Instructions for the task:
Quote the data below word for word, omitting the picture.

Data extract:
..............................

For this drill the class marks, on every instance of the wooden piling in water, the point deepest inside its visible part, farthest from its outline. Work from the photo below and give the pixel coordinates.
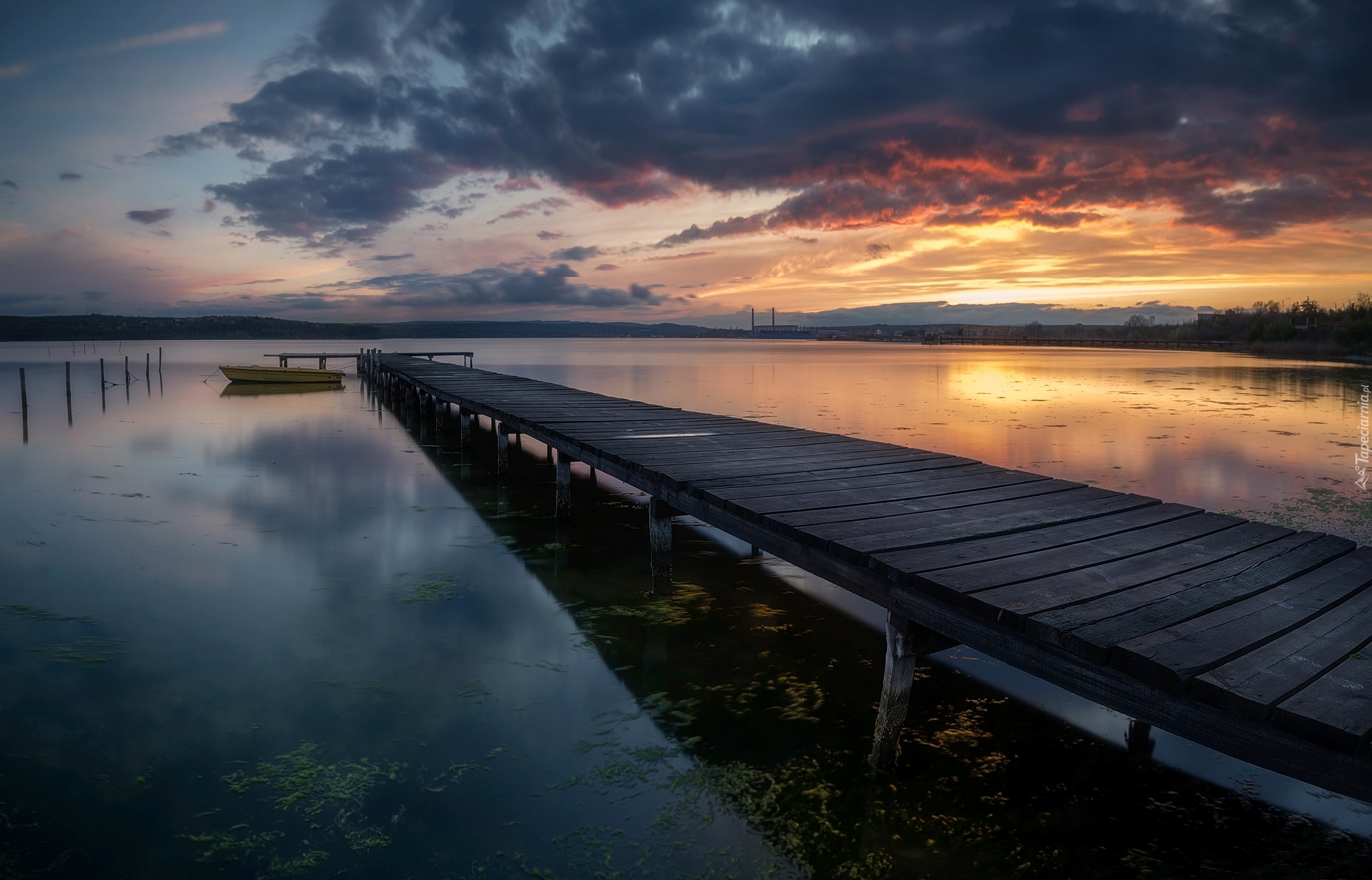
(661, 544)
(563, 497)
(23, 405)
(906, 641)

..............................

Written solution:
For this drill the class marks, on every instance of the wooden piling in water, the point deepest inside its visible part, farthest from its outline. Work from the photo below and give the pixel coordinates.
(661, 544)
(563, 497)
(23, 405)
(906, 641)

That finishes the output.